### [TASK ITEM]
With images removed, transcribe each record exactly as it appears.

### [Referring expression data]

▽

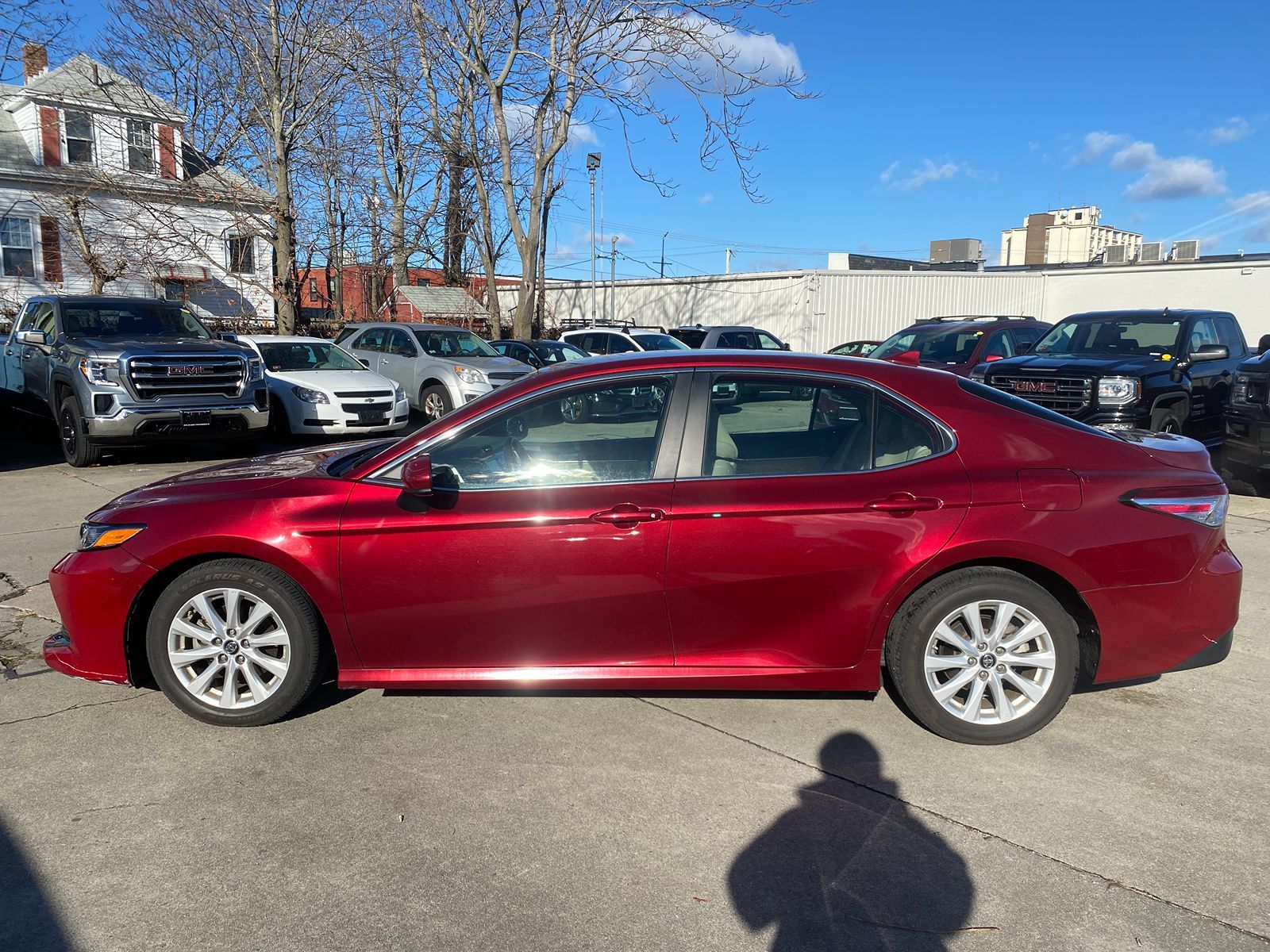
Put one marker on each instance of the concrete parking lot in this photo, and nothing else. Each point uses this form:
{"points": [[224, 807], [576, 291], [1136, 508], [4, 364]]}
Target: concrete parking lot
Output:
{"points": [[427, 820]]}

△

### [TASK ANSWER]
Put one marker on each instance of the concrete parking lot in this photo, and nothing else. Each point uses this form:
{"points": [[224, 807], [576, 291], [1136, 508], [4, 364]]}
Target: concrete parking lot
Output:
{"points": [[427, 820]]}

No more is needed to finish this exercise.